**引用文**
秋の恵みを体験できるいもほりを始めて20年近くになります。五郎島のおいしいおいもを毎日収穫できるのは嬉しいことです。畑を提供して下さる方に感謝です。最初は何人かのイベントで出かけて行ったのですが、強引に毎年お願いできませんかとお願いしたところ、組合の人と話し合ってから返事をするとのことで、数日後OKが出て、毎年青竜、青竜第二幼がバスを連ねて出かけるようになりました。何年に一度は畑を変えることはありますが、広い場所を提供頂いてとても助かっています。雨の日を避けて運動会の後で出かけるので、子ども達も集団行動が上手にとれる様になり、動きもどんどん意欲的になってきています。でも中には、砂をさわれない子、虫がいて泣き出す子、虫しか興味がない子もいて、先生方も目が離せない時間でもあります。以前から見ると、砂にさわれない子が多くなりました。虫が恐いという子も増えた様に思います。いもほりが始まった頃、白いやさしい指でいもの頭をなでてばかりで掘り出すことのできなかった子を応援した時のことです。細くて白い指で何度もいもに触れながら「早く早く出ておいで、お願いだから出ておいで。」と歌う様に話かけているのを聞いて、この子の心の世界を見つめることにしました。3歳の彼女にはどんな世界が見えているのだろう、と横にいて一緒にいもの周りを掘り進めてみました。「ほらほら、がんばって出ておいで。」と優しく語りかける子が愛おしくなりました。(続く)

2012年10月26日 10:34

『思い出さがし』 60・秋の恵み②

秋をさがす子ども達の顔がとても利口に見えて来ます。「スポーツの秋!」「食欲の秋」と叫ぶ子の中に「ほうや、お米もできるね、おにぎり大好きや。」と元気な声もあがります。「りんごも赤くなってたよ。」「わたし、りんごあんまり食べたことないな、だって皮むくの面倒くさいってママ言うもん。ジュースは毎日飲むけど。」「ぼくのママもみかんとかいちごとか、包丁使わん果物ならありがたいのにと言うよ。」「でも、パパが大好きなりんごはちゃんと毎日たくさんむいてくれるよ。」「ほんとは皮のまま食べた方がいいげんよ。」と物知りの女の子が言うと「この間、皮も食べられるぶどう食べたけどおいしかったよ。」「わたしも食べた。外国のぶどうやったよ。大きい巨峰っていう日本のぶどうは皮も種も食べれんよ。」大人顔負けの話し合いの時、小さい男の子が「ボク、こんこん出る。」と言ったのを聞きのがさず「お布団着んと風邪ひくね。パパが寝巻を秋の寝巻に変えたよ。」と話かけて来ます。どの子もその子なりに秋を感じているようです。夏の間暑くてじっくりまわりを見ていなかった子ども達がしっかり周りを見て話し合う季節になりました。運動会でひとまわり成長した子ども達にとって、自分を取りまく自然を話題にすると、すぐ飛びついて自分なりの思いや知識を伝えて来るので、じっくり話を聞いてあげたいと思います。台風の話が出てくると水がダムにいっぱいになるとか、沖縄の人が大変だとか、本当に子ども達の自然の恐さと恵みへの知識はすばらしいものがあります。ご家庭でも話し合えるといいですね。

**データ抜粋**

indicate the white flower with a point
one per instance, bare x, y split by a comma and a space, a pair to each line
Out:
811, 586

* * *

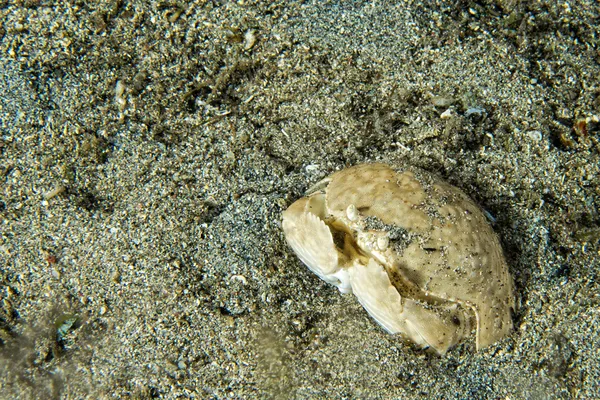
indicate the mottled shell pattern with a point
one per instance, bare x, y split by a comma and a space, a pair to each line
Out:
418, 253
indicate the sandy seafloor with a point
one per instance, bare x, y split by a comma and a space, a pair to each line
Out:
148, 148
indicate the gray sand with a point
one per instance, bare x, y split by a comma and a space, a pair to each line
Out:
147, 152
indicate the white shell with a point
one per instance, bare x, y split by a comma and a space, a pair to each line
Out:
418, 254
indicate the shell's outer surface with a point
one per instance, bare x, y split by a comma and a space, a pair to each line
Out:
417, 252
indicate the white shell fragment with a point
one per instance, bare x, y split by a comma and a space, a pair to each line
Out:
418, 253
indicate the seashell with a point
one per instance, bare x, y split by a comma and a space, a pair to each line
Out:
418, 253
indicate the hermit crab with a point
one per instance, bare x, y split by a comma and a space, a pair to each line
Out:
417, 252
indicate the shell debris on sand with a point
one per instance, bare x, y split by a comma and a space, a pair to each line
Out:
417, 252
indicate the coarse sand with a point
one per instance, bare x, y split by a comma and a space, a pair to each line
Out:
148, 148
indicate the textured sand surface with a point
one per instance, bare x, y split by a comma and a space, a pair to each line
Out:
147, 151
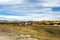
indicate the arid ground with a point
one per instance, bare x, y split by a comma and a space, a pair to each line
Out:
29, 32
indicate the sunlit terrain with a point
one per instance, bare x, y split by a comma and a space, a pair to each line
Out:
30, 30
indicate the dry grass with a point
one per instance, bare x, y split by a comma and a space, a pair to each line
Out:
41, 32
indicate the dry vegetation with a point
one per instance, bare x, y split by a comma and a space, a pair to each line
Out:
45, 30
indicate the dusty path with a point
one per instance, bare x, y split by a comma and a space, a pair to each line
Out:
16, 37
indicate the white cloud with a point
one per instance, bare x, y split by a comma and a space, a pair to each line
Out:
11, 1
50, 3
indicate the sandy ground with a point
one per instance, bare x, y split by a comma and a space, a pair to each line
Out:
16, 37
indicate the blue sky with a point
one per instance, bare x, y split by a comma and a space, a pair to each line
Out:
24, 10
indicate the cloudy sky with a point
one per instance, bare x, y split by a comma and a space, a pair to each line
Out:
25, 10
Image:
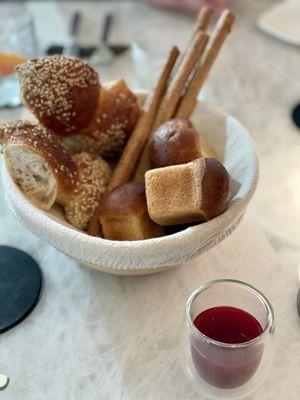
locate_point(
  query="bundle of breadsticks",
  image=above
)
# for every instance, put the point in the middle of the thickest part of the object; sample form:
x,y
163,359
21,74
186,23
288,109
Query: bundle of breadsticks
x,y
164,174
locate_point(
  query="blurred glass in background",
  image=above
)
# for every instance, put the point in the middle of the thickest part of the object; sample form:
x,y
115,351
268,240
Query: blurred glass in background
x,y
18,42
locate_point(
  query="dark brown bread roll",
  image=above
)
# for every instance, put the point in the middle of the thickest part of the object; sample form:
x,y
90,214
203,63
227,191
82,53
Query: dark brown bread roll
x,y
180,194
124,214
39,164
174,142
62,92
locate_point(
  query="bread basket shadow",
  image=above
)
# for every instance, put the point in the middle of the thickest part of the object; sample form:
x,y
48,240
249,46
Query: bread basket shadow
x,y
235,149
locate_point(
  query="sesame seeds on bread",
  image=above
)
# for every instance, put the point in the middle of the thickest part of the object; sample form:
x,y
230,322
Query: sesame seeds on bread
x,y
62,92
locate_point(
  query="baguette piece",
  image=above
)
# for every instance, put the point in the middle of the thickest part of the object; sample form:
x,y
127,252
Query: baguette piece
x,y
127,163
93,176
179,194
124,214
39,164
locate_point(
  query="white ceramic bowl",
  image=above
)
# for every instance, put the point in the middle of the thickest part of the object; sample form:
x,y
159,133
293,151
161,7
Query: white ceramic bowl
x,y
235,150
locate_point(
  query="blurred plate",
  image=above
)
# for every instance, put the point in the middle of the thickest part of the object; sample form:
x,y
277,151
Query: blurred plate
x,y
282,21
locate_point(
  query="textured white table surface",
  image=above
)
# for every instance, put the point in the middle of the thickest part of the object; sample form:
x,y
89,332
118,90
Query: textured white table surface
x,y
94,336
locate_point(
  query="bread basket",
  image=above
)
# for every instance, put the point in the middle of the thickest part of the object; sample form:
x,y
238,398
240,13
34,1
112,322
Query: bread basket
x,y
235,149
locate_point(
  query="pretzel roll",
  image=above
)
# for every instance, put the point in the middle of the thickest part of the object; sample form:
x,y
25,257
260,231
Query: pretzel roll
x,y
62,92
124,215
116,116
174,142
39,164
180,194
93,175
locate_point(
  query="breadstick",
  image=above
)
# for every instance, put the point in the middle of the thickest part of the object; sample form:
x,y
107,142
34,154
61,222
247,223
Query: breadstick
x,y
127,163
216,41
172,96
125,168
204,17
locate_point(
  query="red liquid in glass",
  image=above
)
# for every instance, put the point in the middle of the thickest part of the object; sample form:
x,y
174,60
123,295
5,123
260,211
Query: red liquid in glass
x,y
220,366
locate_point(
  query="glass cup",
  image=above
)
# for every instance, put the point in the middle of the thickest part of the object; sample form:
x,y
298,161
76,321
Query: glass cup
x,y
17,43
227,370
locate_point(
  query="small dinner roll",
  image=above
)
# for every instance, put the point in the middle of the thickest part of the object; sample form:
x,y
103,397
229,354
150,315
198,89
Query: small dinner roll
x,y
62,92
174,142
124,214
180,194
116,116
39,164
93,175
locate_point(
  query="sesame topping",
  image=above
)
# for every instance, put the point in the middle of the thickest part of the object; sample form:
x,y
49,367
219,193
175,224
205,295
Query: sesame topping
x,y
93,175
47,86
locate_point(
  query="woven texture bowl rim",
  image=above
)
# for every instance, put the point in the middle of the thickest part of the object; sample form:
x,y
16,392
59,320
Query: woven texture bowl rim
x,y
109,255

**指示と条件**
引用文について、次の問いに答えてください。
1. いもほりを始めて何年近くになりますか。
2. 毎年バスを連ねていもほりに出かけるのは、どこの園ですか。
3. 物知りの女の子は、本当はどう食べた方がいいと言いましたか。

**作業結果**
1. 20年近く
2. 青竜と青竜第二幼
3. 皮のまま食べた方がいい